*What you are asked to do*
Please select every line in the items below that contains the word "positive", and copy each one out in full.

+++ Recorded data +++

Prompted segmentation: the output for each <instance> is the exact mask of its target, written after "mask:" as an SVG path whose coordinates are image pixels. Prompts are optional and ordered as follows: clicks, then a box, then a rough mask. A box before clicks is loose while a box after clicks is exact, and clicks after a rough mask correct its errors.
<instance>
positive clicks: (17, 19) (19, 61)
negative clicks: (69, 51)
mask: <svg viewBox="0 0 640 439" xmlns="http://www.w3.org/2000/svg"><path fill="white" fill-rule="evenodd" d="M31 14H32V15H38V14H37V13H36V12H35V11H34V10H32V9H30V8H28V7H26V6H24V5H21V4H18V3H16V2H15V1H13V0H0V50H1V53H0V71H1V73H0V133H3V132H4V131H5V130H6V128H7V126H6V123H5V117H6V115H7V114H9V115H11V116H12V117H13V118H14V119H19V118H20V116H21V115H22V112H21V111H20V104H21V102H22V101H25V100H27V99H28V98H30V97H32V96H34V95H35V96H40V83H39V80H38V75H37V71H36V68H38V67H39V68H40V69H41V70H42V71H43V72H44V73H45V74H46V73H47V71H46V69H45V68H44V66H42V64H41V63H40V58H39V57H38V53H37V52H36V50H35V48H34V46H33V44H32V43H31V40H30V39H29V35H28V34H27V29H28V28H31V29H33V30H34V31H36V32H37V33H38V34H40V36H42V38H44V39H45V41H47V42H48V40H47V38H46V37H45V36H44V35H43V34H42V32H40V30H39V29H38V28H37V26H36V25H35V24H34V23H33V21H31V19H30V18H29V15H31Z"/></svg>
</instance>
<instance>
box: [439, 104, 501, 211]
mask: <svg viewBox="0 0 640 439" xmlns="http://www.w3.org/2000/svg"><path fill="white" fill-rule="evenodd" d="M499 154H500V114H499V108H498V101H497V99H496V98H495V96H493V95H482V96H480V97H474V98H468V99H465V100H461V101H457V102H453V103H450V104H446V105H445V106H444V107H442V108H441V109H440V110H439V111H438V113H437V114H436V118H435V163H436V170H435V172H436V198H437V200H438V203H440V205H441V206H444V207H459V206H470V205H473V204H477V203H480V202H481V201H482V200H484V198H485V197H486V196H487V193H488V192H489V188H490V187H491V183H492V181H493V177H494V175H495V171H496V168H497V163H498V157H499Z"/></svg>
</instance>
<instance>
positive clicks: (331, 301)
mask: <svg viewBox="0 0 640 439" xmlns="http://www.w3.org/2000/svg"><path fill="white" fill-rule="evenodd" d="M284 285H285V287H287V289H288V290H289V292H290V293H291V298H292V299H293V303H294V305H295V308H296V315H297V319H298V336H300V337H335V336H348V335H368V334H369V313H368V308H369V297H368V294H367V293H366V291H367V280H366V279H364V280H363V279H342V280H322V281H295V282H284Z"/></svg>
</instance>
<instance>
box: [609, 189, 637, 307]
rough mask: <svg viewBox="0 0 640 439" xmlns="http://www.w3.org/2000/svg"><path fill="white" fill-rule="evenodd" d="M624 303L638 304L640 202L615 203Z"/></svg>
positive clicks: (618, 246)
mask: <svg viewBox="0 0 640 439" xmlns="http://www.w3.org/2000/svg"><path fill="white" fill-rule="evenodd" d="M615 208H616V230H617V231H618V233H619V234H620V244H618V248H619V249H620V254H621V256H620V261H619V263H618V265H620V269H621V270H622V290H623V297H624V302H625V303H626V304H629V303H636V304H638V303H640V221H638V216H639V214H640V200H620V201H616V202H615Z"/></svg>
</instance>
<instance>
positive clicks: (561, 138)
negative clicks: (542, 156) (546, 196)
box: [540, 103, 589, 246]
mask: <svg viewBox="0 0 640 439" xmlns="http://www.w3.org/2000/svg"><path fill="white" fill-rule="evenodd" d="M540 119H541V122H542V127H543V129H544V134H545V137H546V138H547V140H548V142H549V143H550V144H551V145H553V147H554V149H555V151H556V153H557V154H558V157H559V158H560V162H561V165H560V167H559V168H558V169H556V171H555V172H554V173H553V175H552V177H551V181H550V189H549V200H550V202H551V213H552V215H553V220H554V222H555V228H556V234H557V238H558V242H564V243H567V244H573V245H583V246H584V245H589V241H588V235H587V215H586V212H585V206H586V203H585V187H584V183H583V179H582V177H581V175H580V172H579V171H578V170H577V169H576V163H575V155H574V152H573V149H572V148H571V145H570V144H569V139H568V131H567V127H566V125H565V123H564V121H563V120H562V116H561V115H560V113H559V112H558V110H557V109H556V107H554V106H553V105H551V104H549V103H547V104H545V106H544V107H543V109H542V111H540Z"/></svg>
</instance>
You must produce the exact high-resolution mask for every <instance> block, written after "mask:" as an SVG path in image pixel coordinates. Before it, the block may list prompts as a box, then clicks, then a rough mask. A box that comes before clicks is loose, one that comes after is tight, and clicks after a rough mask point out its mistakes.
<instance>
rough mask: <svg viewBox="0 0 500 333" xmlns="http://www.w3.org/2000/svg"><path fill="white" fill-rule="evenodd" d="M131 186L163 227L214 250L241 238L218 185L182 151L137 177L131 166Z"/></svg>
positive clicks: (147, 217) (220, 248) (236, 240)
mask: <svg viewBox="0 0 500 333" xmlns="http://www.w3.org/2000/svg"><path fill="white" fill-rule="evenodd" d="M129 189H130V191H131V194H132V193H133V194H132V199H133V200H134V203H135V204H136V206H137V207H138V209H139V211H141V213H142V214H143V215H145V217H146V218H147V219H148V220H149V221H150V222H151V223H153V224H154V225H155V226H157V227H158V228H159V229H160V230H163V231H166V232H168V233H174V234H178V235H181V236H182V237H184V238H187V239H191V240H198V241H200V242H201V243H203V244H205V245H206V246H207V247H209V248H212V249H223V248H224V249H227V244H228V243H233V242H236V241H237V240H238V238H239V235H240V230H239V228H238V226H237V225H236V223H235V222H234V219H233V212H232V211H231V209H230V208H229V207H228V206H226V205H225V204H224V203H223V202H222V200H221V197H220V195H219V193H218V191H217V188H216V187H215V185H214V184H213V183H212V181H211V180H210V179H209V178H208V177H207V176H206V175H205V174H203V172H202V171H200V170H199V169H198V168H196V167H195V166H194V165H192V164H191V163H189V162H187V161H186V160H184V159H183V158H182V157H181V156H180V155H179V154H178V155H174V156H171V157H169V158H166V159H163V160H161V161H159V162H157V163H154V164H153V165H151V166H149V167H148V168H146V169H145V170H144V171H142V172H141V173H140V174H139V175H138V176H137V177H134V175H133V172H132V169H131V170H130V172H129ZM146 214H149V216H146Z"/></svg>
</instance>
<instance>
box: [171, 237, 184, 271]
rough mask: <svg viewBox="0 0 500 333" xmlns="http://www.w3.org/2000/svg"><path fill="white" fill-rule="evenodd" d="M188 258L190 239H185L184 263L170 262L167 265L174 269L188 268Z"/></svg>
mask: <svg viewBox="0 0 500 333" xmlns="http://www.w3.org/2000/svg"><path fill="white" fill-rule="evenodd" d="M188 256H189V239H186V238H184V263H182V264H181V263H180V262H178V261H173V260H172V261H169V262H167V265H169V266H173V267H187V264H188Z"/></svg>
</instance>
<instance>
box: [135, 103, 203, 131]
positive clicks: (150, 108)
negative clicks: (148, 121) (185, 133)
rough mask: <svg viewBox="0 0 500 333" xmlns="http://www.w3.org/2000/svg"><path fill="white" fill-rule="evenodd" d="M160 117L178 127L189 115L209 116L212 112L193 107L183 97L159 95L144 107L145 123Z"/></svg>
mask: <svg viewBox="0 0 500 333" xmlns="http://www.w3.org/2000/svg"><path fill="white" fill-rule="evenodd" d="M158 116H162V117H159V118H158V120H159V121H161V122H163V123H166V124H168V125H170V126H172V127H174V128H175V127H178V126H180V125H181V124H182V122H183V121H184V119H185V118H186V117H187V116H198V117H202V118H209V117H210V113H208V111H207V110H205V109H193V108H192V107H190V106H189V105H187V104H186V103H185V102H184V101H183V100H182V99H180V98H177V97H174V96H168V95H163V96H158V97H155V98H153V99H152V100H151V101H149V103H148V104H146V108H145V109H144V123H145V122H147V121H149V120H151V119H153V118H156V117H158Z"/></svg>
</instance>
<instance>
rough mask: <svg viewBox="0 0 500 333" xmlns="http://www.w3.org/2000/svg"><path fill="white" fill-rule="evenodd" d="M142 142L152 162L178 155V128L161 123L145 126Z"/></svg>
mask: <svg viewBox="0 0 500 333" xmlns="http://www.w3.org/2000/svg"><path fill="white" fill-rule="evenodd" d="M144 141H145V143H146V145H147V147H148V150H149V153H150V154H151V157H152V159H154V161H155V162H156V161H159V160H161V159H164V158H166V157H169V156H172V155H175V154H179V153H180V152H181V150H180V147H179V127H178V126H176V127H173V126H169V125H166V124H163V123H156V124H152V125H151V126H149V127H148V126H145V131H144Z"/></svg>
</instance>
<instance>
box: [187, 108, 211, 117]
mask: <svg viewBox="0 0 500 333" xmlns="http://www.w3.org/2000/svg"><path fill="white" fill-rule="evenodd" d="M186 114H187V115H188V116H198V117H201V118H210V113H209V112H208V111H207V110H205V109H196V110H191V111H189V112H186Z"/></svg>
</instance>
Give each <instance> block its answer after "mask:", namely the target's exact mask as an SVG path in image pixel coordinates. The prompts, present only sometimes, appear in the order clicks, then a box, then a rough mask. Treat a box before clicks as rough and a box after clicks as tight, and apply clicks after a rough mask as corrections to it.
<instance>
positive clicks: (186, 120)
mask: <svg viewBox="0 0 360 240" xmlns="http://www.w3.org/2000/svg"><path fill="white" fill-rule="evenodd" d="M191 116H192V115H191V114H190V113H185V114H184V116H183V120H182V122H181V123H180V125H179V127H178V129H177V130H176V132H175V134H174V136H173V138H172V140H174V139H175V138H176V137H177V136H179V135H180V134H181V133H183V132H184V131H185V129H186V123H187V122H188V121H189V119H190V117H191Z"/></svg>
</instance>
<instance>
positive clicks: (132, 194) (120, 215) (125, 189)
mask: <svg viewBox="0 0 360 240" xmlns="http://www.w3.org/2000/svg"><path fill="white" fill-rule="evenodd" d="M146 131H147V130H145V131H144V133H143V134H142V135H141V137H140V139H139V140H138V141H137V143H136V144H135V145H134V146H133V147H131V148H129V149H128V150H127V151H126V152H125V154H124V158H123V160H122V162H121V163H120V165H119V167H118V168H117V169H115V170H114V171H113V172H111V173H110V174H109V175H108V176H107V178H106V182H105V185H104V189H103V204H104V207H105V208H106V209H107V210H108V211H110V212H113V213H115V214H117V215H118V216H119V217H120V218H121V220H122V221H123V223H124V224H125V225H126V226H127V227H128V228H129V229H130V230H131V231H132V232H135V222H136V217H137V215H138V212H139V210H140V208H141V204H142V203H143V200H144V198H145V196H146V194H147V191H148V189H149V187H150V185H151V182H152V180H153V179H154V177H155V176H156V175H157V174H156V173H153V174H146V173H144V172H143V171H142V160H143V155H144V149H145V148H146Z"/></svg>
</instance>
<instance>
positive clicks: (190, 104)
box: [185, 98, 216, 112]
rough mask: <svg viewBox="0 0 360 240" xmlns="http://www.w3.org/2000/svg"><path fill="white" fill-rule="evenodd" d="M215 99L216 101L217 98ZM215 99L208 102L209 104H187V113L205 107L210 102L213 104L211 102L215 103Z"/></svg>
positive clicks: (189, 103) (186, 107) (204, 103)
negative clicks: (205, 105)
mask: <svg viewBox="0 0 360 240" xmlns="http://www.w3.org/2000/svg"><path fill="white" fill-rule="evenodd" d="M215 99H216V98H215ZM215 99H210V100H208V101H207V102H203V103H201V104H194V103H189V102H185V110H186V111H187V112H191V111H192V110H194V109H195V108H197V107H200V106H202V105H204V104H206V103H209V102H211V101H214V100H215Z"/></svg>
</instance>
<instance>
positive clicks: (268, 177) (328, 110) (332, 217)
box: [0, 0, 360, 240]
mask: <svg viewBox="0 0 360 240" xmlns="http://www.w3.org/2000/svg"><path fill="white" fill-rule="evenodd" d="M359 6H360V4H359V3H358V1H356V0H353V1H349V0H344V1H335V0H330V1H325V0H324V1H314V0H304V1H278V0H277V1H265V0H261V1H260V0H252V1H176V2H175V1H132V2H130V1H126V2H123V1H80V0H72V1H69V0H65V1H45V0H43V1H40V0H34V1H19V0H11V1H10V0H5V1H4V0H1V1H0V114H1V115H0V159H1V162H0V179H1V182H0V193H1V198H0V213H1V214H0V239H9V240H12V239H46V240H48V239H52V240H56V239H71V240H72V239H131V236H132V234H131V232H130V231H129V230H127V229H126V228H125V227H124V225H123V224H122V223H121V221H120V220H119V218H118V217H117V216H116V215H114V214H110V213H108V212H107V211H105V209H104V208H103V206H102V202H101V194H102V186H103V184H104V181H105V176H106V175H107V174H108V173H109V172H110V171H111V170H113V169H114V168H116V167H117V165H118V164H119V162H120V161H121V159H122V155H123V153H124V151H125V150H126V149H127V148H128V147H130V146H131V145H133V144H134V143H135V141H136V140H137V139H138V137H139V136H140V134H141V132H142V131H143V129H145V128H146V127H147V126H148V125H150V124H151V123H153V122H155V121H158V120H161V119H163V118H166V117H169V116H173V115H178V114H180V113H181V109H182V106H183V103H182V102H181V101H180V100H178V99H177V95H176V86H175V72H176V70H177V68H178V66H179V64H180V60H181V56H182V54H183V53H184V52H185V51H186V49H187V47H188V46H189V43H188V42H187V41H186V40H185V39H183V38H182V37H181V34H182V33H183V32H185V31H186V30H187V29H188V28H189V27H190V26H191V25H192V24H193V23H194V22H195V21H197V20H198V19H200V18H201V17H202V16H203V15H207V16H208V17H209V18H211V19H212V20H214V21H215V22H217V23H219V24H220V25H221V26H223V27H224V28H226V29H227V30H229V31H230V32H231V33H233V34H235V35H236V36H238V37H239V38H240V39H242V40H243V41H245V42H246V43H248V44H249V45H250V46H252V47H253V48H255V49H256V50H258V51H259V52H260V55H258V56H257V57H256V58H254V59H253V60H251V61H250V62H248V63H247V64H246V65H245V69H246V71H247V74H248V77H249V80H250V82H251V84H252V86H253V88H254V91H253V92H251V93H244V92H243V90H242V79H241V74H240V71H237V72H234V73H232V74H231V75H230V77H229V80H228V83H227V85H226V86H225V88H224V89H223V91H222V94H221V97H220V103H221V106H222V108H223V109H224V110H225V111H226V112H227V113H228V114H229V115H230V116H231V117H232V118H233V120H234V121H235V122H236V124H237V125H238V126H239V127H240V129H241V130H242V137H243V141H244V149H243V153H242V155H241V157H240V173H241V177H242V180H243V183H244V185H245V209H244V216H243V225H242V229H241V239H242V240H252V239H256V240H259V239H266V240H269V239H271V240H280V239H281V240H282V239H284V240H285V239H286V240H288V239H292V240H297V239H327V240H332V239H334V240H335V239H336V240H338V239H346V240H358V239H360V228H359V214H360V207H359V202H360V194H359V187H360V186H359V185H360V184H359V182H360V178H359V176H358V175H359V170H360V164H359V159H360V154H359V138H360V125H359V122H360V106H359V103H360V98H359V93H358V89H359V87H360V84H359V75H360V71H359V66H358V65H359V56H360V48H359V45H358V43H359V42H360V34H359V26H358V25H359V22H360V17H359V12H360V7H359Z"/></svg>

+++

*The answer*
positive clicks: (17, 19) (19, 61)
positive clicks: (331, 301)
positive clicks: (618, 246)
positive clicks: (561, 138)
positive clicks: (147, 217) (220, 248) (236, 240)
positive clicks: (150, 108)
positive clicks: (186, 120)
positive clicks: (132, 194) (120, 215) (125, 189)
positive clicks: (190, 104)
positive clicks: (189, 103) (186, 107) (204, 103)
positive clicks: (268, 177) (328, 110) (332, 217)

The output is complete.